> [TASKS]:
a - In the Solver thread, restate the paragraph that begins "I think I maybe barking up" as a short bulleted list that keeps its main facts.
b - Carry on the Solver thread from the point where it stops.

Solver - macro combination

G

Gregg

I think I maybe barking up the the wrong tree...
I have problem that takes hours to optimize using solver.
(5 large data sets fit to 4 equations - using least squares.
I wrote a macro to determine the SS of the fit error ( in hopes of
speeding things up a bit.)
My target cell is a function that calls the error fitting subroutine.and
returns the SS error
I pass all the parameters (cells) I want to change through the macro so
it recalculates automatically

The macro works fine, the subroutine works.
When I use solver I get value# in the target cell.
I'm using Excel 2000 - is there a work around or am I trying to do
something that is outside of solvers capability?

Thanks in advance,
Gregg
 
D

Dana DeLouis

using least squares

Hello. My opinion is that Solver cannot do "least squares" problems very
well. When values are squared near zero, Solver cannot track "why" values
reversed direction. It just is not sophisticated enough here. Solver uses
a form of "Derivatives" to help determine its next guess. Solver will
usually abort the first time it gets confused.

> [RAW RECORDS]:
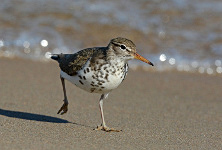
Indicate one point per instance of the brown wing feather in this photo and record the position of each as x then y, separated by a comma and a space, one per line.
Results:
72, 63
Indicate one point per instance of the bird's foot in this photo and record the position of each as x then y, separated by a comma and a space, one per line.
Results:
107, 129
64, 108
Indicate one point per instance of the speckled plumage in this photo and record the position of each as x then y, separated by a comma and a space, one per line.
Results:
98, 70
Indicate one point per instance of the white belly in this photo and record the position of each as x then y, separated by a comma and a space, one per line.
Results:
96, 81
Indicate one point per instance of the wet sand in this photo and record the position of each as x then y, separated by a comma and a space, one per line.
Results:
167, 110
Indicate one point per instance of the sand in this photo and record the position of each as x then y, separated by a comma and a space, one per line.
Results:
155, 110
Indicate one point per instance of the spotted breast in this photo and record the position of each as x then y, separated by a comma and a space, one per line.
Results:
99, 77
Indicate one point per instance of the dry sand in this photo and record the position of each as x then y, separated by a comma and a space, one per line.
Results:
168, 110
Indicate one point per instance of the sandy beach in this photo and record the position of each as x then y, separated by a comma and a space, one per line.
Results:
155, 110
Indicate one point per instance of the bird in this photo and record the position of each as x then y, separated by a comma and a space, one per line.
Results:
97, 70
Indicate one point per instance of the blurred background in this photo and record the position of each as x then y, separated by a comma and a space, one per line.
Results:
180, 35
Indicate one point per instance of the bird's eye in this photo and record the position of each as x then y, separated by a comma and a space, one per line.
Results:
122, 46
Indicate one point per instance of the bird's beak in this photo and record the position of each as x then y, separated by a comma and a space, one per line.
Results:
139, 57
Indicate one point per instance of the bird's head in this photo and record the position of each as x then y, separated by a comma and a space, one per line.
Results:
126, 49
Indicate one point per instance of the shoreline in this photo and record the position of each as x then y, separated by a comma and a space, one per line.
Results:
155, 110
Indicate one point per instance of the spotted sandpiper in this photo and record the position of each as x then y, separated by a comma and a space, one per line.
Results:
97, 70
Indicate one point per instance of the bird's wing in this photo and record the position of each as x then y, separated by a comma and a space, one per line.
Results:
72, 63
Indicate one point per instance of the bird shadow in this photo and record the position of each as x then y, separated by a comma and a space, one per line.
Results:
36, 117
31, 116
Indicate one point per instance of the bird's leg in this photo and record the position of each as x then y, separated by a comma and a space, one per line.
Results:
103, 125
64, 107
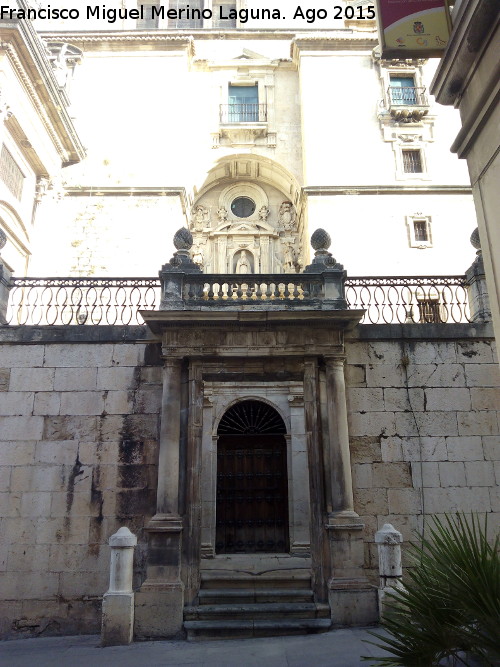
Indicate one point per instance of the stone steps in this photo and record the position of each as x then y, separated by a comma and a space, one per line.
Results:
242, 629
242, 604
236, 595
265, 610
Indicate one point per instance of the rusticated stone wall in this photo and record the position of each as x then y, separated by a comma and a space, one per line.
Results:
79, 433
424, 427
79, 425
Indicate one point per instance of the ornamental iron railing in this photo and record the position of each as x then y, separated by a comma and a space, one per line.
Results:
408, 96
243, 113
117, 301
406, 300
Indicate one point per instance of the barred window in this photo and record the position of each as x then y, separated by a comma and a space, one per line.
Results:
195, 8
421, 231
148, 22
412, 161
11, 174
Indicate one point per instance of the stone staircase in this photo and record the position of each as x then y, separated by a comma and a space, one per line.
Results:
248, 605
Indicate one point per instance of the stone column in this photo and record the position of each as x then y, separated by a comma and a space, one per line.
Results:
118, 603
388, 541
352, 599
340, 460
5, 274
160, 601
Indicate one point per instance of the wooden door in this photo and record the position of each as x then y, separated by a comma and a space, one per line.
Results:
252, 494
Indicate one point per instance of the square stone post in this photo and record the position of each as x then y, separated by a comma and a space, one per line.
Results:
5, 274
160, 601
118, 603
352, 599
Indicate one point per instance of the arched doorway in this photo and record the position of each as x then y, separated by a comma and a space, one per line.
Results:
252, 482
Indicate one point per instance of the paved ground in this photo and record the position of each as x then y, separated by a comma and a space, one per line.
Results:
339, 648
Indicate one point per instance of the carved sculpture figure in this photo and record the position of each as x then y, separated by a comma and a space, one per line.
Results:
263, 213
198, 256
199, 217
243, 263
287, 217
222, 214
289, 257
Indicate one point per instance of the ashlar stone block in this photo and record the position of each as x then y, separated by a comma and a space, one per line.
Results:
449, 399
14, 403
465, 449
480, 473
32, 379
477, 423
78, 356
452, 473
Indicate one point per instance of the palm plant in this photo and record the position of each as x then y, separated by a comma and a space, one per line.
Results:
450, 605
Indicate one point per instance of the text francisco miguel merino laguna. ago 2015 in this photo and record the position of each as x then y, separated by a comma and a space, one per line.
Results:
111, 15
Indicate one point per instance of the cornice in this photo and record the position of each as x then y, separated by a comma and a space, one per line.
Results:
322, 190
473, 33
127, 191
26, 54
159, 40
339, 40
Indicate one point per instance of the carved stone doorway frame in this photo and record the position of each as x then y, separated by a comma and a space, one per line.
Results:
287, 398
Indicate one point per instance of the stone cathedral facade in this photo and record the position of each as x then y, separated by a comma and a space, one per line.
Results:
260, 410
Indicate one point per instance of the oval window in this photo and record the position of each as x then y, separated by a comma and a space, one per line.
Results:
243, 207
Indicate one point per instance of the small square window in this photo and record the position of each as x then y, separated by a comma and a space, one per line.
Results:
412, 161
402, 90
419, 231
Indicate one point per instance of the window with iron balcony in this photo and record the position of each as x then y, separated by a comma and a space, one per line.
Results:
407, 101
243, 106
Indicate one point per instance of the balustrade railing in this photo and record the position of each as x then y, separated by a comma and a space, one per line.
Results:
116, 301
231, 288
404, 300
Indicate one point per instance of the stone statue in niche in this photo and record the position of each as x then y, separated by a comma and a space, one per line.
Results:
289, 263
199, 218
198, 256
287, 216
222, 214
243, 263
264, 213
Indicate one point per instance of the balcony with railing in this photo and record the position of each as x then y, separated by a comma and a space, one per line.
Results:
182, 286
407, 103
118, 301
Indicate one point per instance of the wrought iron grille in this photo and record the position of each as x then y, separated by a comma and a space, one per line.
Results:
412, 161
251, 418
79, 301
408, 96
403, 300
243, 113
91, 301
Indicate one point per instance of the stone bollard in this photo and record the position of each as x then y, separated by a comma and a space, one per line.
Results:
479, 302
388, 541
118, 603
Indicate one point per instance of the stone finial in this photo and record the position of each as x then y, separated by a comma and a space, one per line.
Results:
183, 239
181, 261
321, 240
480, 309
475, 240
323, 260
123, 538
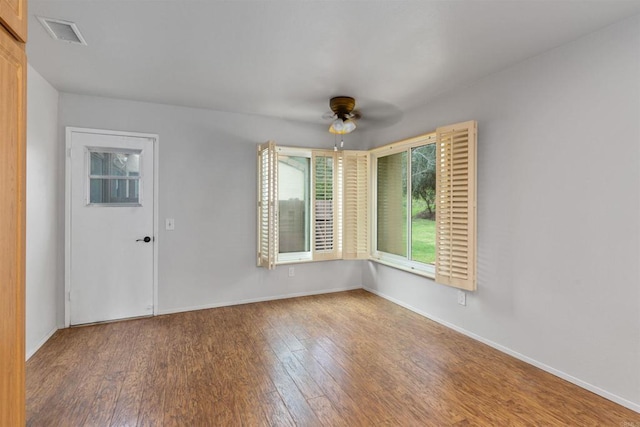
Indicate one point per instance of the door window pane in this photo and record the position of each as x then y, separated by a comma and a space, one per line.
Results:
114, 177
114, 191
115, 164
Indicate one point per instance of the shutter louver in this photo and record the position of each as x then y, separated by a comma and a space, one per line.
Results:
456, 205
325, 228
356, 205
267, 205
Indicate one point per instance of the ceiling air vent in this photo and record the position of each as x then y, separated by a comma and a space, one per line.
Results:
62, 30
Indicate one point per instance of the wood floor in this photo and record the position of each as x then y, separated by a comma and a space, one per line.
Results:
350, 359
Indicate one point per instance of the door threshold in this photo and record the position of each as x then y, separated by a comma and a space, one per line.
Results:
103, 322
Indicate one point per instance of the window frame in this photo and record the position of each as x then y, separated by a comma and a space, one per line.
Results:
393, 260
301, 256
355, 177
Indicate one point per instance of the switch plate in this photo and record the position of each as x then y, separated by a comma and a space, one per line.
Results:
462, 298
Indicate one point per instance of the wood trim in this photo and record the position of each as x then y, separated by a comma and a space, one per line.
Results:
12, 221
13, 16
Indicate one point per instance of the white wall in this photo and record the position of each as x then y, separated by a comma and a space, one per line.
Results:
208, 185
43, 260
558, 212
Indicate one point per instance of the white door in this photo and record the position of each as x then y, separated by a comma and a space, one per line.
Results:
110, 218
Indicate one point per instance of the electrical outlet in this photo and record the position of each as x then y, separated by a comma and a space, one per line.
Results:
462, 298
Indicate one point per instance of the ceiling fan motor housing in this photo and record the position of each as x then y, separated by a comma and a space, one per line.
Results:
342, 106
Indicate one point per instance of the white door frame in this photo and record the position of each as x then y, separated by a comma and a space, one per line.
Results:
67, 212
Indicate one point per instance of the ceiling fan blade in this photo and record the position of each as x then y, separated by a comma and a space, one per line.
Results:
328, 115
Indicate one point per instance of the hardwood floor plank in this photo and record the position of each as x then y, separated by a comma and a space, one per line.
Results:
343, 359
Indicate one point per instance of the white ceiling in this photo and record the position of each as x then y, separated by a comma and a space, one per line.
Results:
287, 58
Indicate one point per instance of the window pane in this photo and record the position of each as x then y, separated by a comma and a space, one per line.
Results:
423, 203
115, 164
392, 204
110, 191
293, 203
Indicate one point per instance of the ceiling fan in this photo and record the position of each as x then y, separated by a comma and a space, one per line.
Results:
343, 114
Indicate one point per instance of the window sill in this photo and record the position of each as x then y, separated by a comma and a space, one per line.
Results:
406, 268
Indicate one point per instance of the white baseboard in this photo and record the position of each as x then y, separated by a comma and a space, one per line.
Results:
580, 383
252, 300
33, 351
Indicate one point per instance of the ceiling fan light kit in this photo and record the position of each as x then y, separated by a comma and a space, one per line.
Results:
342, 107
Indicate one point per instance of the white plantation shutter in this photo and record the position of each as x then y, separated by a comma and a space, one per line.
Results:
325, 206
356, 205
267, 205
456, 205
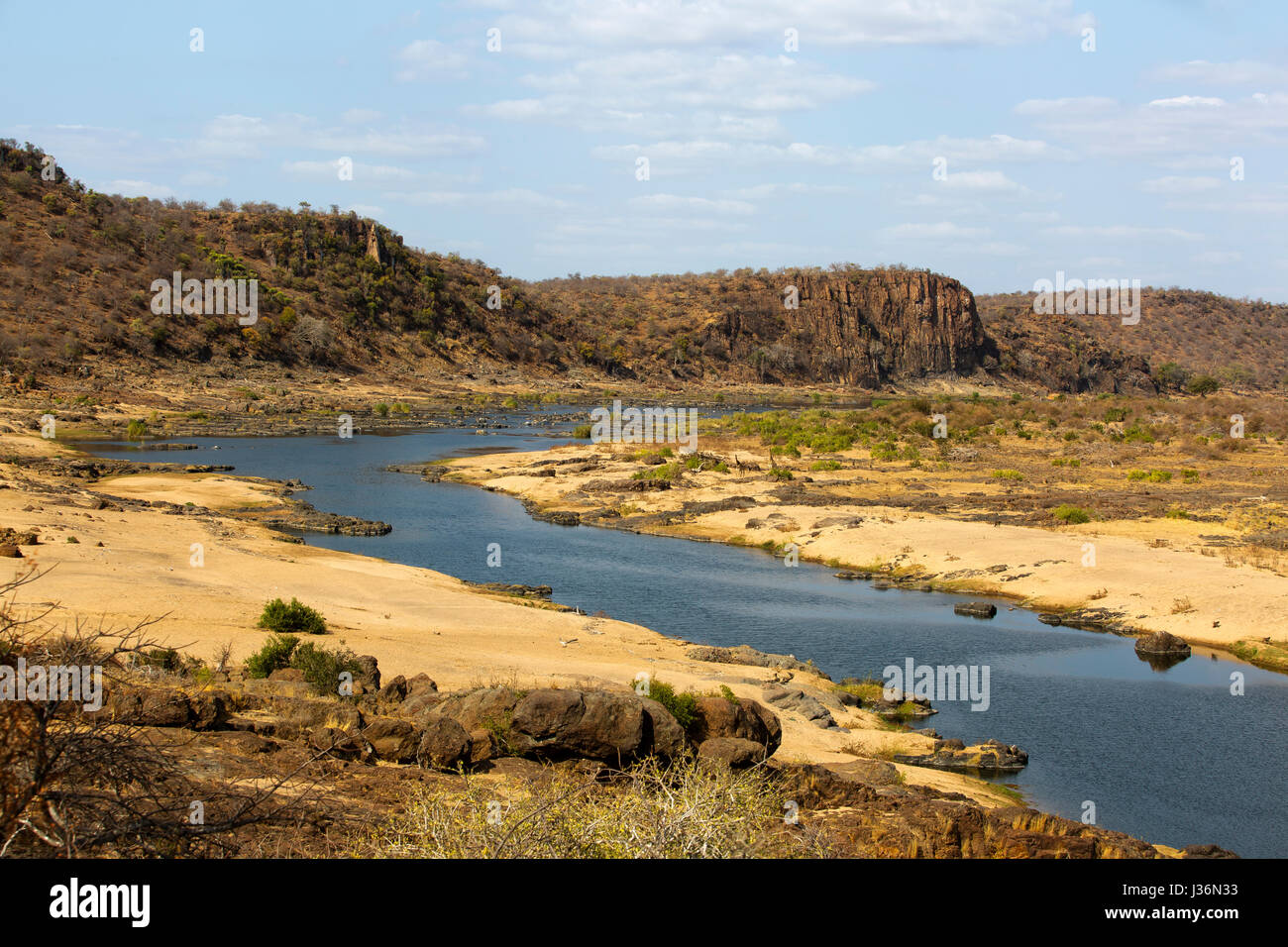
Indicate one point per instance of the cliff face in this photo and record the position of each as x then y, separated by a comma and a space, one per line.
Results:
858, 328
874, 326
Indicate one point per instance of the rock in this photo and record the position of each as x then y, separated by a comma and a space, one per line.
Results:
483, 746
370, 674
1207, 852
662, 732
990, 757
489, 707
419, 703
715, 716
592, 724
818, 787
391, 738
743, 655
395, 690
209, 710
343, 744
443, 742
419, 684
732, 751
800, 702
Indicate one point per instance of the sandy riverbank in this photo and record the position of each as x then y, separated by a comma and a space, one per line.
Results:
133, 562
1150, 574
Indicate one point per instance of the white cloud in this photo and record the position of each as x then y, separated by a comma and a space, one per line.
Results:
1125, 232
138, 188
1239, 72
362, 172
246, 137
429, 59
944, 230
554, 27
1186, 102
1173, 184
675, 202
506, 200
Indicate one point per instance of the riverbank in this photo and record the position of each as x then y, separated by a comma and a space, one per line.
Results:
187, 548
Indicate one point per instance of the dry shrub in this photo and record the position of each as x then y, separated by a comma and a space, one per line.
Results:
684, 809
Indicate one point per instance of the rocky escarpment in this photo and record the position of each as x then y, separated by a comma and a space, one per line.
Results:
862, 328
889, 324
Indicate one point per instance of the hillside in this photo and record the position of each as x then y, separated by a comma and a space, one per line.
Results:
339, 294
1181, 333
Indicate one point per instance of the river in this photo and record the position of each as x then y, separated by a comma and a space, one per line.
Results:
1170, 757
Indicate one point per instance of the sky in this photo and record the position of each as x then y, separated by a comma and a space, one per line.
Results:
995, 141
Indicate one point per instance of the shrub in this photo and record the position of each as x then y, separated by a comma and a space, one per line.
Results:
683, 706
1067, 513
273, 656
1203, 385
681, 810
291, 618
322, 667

> [FINAL RESULTS]:
a -
- Optimizing the problem with Solver takes hours.
- The problem fits five large data sets to four equations using least squares.
- A macro was written to compute the sum of squares (SS) of the fit error, in the hope of speeding up the process.
- The target cell holds a function that calls the error-fitting subroutine and returns the SS error.
- All the parameters to be changed are passed through the macro so that it recalculates automatically.

b -
With your large data set, my guess is that Solver would most likely lock
onto a wrong local minimum. Solver cannot find Global minimums.

Custom functions may also present problems. Does you function use
"Discontinuous" functions like Max, If, etc? Solver has no way of tracking
why a small input change produces large output changes via "IF" statements.
("IF" & "Max"/"Min" probably being the two most common errors)

I am surprised your Solver program ran for "Hours" when the target cell had
"Value" error. Usually, Solver aborts immediately.
 
G

Gregg

Dana said:
Hello. My opinion is that Solver cannot do "least squares" problems very
well. When values are squared near zero, Solver cannot track "why" values
reversed direction. It just is not sophisticated enough here. Solver uses
a form of "Derivatives" to help determine its next guess. Solver will
usually abort the first time it gets confused.

With your large data set, my guess is that Solver would most likely lock
onto a wrong local minimum. Solver cannot find Global minimums.

Custom functions may also present problems. Does you function use
"Discontinuous" functions like Max, If, etc? Solver has no way of tracking
why a small input change produces large output changes via "IF" statements.
("IF" & "Max"/"Min" probably being the two most common errors)

I am surprised your Solver program ran for "Hours" when the target cell had
"Value" error. Usually, Solver aborts immediately.
Thank you for your reply and incite.

I should have elaborated more in my original post.
If I run solver on the problem without using a VBA macro and subroutine
to calculate least squares fit - it runs for hours...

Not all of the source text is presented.